── PASSAGE ──
Les
dystrophies musculaires des ceintures de type 2B (LGMD2B) et les myopathies distales de type Miyoshi (type Miyoshi) sont dues à des mutations dans le gène DYSF codant la dysferline (dysferlinopathies). La thérapie génique visant à remplacer le gène défectueux par un gène intact grâce à des vecteurs viraux AAV représente l’une des pistes de traitement dans ces maladies, mais la taille du gène DYSF est supérieure à celle que peuvent contenir les vecteurs AAV.
───
── DONNÉES ──
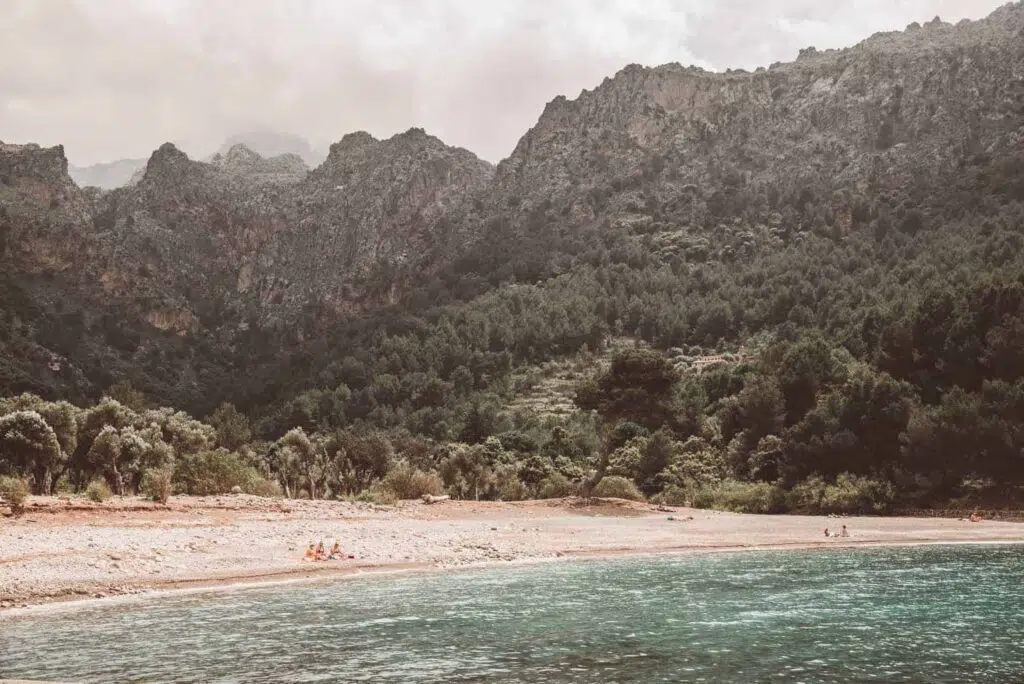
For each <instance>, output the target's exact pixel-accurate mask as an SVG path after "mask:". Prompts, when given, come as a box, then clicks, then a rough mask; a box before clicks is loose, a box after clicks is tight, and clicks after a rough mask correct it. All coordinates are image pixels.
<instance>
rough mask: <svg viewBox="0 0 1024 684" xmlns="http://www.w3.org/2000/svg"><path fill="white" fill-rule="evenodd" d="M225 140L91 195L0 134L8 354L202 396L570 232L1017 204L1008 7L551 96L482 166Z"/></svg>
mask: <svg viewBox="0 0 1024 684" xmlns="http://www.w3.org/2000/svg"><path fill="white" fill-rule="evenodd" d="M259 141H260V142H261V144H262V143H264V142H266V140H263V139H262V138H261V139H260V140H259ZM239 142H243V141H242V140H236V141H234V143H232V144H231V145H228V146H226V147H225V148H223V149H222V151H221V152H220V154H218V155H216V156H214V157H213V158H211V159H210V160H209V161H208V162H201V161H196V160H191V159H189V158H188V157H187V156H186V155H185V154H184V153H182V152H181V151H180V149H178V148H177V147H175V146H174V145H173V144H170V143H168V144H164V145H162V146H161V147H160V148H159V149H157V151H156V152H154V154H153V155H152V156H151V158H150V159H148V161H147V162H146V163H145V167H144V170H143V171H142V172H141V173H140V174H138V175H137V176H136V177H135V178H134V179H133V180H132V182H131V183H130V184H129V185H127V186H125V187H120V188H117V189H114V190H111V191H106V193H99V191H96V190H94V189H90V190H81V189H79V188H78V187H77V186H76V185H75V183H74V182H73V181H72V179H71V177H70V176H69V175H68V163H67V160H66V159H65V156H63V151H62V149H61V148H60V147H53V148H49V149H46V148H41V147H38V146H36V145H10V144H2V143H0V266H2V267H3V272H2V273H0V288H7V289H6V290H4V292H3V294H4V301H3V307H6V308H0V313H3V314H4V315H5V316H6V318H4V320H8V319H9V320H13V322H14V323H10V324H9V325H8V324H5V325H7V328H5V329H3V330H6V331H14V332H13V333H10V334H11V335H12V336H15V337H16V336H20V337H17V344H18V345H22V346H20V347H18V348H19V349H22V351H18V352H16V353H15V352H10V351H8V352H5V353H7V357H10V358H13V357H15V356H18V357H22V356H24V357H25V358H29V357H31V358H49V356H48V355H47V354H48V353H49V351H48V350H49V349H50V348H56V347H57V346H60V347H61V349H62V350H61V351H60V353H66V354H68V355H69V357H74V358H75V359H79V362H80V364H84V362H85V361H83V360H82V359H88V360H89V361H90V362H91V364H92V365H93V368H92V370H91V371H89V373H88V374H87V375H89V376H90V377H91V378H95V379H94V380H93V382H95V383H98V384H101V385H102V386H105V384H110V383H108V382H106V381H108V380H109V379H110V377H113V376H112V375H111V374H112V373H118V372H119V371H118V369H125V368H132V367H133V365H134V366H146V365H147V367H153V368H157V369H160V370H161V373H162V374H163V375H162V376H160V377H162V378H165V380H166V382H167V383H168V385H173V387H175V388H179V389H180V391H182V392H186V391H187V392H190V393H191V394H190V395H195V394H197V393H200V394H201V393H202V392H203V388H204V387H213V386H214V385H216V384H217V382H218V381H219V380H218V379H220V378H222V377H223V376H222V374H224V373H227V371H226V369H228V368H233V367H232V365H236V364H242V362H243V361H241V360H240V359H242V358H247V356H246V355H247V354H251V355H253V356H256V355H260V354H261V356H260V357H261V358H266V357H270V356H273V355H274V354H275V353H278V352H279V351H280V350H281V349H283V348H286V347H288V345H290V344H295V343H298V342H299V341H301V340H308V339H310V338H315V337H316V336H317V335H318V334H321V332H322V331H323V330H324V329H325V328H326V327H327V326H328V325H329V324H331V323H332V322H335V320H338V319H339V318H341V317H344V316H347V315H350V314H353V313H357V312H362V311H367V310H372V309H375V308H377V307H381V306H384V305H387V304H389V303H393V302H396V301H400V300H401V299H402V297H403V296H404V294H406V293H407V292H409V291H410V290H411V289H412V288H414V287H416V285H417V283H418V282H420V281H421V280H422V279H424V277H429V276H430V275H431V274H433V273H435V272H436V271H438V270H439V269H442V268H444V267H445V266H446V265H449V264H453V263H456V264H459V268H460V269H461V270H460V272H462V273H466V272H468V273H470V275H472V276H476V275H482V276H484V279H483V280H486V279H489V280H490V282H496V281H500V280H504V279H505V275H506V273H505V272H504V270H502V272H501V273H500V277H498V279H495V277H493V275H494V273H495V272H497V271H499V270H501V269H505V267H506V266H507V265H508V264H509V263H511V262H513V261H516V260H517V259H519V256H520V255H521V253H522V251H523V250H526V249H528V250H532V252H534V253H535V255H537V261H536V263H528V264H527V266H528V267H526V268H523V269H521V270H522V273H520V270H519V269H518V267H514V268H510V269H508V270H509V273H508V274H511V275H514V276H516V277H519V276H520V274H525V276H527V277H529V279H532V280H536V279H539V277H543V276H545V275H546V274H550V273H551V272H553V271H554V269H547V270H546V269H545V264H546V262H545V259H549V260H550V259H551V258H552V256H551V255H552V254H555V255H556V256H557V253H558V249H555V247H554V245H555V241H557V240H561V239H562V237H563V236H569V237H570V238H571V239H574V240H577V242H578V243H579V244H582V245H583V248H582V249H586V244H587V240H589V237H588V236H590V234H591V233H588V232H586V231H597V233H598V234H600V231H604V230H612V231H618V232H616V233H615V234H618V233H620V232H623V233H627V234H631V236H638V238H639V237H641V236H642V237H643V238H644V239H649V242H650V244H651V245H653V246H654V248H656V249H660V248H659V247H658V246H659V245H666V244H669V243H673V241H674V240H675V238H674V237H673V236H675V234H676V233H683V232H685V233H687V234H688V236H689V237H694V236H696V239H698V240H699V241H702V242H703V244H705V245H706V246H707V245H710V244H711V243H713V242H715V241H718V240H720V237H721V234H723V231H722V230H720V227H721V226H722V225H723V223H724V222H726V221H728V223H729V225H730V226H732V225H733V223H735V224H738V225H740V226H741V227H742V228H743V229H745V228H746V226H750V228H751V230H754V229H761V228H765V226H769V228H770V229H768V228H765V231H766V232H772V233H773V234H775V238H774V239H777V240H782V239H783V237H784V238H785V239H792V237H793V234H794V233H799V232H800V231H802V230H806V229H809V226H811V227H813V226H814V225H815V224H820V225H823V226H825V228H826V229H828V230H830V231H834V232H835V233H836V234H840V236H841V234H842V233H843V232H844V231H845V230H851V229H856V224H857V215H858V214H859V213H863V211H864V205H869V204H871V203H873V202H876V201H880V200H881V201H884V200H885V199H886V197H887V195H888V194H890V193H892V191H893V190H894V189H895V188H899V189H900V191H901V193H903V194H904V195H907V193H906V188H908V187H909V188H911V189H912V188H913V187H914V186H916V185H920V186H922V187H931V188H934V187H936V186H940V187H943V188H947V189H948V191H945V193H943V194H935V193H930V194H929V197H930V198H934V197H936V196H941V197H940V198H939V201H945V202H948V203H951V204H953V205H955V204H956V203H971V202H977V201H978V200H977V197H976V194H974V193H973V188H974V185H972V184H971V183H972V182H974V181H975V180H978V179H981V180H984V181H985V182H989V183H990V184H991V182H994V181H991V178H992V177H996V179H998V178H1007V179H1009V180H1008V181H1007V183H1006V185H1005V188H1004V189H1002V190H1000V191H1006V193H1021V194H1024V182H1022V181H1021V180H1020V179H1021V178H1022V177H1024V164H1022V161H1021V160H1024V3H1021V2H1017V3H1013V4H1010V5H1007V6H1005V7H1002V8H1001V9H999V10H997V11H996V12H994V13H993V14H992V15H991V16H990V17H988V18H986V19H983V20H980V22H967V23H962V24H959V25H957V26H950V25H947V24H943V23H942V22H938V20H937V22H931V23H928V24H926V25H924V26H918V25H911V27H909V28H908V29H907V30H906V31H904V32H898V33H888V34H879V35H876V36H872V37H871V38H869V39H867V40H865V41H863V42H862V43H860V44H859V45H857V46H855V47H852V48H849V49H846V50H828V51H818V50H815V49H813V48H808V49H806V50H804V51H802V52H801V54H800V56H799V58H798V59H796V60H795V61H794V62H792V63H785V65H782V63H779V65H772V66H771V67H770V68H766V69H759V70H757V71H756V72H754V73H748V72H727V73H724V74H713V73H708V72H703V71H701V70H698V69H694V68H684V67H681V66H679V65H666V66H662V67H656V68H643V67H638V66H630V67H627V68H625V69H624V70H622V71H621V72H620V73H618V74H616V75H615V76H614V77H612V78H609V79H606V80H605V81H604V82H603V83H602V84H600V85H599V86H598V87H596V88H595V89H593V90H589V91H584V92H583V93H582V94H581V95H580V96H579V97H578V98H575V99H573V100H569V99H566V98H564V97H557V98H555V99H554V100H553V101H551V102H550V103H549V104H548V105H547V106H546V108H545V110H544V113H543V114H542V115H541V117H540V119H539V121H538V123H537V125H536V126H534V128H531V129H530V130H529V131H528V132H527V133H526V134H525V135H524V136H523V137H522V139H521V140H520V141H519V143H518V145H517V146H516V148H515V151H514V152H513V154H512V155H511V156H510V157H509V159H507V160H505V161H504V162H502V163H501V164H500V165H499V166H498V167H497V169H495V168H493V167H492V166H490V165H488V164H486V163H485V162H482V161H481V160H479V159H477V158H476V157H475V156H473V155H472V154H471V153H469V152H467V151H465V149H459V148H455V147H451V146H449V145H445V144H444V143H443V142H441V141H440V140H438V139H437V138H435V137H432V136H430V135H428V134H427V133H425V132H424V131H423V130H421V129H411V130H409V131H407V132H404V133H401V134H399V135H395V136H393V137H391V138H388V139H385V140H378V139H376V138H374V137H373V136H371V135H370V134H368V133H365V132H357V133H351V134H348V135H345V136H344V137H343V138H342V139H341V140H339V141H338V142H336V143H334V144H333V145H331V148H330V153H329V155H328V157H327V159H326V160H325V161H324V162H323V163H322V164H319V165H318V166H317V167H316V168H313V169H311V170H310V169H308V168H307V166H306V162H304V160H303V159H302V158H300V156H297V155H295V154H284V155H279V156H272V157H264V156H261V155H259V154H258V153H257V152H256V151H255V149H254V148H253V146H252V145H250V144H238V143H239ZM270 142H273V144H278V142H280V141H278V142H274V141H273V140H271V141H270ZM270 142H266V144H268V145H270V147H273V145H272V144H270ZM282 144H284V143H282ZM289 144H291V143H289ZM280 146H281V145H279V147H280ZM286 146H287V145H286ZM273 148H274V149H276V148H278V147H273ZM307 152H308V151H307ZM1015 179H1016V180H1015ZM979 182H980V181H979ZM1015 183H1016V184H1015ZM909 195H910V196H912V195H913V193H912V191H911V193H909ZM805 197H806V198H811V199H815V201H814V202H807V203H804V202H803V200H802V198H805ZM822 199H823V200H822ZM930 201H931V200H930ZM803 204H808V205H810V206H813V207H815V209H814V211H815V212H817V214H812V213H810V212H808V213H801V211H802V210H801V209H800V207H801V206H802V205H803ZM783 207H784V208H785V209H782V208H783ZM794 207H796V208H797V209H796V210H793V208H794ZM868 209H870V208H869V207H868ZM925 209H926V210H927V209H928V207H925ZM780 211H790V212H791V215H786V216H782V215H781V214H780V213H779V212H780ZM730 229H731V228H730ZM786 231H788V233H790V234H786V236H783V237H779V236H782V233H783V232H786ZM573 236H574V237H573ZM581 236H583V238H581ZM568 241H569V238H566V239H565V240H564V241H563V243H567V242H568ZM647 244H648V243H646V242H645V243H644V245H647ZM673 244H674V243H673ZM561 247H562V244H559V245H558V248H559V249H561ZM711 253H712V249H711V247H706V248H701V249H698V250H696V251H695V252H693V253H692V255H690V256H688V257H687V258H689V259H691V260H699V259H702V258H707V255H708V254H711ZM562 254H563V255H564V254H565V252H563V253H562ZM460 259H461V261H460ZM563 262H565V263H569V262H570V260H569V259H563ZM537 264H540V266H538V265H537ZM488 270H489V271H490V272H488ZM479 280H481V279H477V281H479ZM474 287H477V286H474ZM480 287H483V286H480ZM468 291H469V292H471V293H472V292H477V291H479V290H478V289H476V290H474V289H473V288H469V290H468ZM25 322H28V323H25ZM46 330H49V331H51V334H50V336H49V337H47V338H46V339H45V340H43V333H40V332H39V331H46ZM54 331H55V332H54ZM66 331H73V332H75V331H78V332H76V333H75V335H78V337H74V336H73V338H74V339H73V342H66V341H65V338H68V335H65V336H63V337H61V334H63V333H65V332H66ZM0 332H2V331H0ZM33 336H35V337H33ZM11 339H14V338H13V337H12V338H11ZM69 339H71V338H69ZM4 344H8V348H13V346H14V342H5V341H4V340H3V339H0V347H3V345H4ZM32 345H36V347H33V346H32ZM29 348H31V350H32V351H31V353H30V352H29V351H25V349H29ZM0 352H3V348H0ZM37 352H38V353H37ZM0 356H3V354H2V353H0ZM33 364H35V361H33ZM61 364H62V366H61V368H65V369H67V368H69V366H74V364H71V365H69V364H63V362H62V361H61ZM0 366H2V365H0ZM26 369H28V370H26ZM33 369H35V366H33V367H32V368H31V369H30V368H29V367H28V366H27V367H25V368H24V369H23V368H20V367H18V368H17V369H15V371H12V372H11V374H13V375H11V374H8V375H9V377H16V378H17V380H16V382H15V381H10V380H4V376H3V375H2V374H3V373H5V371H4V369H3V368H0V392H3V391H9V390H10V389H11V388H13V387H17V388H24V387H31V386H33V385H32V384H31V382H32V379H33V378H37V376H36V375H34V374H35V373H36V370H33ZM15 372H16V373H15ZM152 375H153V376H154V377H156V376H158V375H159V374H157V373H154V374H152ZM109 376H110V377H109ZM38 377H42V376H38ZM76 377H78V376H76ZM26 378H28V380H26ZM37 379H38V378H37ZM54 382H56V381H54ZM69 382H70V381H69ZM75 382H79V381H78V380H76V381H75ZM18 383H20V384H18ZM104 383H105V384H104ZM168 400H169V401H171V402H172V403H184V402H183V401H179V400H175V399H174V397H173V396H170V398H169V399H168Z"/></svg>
───
CONSIGNE A:
Répondez aux questions suivantes à partir du passage sur les dysferlinopathies.
(i) Dans quel gène se trouvent les mutations responsables des LGMD2B et des myopathies distales de type Miyoshi ?
(ii) Quelle protéine ce gène code-t-il ?
(iii) Quel obstacle le passage signale-t-il pour la thérapie génique par vecteurs AAV ?
CONSIGNE B: Prolongez le passage sur les dysferlinopathies à la suite de sa dernière phrase.

RÉPONSE A:
(i) Dans le gène DYSF.
(ii) La dysferline.
(iii) La taille du gène DYSF dépasse celle que peuvent contenir les vecteurs AAV.

RÉPONSE B:
Dans un article publié en février 2010, une équipe du Généthon dirigée par Isabelle Richard et soutenue par l’AFM, a réussi à rétablir la production d’une dysferline entière et fonctionnelle dans des souris modèles de dysferlinopathie. Les chercheurs ont coupé le gène DYSF en deux et ont ajouté à chacune de ses parties des séquences d’ADN leur permettant de se recoller une fois réunies dans les cellules. Chaque partie du gène a ensuite été placée dans deux vecteurs AAV indépendants injectés aux souris. Les chercheurs ont constaté une production de dysferline chez les souris pendant au moins un an après la double injection. Ils ont également observé une réparation des membranes des fibres musculaires ainsi qu’une amélioration de l’activité locomotrice des souris traitées. Cette technique pourrait également être applicable à d’autres gènes, comme celui de la dystrophine, impliqué dans la dystrophie musculaire de Duchenne, et dont la taille trop importante empêche leur transfert en intégralité dans un vecteur.